● THE PROBLEM
Please set down only the lines between the line containing "Mark the sidewalk, one" and the end of the records, inclusive, exactly as they stand.

● DATA PROVIDED
::::::::::
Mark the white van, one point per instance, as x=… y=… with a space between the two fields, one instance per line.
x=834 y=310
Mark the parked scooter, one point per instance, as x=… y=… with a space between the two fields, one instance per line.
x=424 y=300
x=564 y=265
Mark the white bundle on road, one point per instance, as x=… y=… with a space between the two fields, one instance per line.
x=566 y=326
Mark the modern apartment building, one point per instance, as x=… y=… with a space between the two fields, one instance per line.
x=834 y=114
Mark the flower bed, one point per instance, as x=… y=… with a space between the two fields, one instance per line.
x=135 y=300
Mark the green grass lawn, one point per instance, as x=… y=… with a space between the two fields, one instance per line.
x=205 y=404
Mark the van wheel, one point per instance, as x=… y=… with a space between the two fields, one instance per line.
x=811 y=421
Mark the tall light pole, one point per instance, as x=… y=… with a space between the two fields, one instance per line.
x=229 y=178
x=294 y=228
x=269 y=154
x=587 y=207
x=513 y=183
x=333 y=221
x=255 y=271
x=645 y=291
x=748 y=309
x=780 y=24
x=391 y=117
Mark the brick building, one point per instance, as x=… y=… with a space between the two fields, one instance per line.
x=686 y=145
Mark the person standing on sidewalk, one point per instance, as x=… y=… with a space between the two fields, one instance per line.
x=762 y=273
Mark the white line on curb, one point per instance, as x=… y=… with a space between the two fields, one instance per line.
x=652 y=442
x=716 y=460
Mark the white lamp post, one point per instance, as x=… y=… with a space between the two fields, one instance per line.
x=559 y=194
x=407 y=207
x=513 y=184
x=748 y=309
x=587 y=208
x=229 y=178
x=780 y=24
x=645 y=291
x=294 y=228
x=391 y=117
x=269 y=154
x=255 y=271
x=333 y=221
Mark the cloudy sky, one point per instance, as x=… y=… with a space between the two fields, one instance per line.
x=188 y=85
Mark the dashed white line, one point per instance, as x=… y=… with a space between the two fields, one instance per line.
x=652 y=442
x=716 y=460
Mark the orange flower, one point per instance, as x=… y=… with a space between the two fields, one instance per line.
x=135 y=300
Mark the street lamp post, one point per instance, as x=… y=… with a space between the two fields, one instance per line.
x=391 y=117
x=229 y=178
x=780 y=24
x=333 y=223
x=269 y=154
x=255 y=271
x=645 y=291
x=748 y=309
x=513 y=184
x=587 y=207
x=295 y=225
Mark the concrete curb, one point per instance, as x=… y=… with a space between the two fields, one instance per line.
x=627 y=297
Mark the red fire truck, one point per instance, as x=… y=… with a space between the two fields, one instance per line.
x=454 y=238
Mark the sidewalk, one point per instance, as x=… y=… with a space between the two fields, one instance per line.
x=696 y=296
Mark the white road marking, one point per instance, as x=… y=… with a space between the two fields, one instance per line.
::::::::::
● ANSWER SECTION
Mark the sidewalk, one point per instance, as x=… y=… with a space between the two fields, one instance per line.
x=696 y=296
Mark the white road marking, one point per instance, as x=… y=… with a space between the two fields, one instance per line.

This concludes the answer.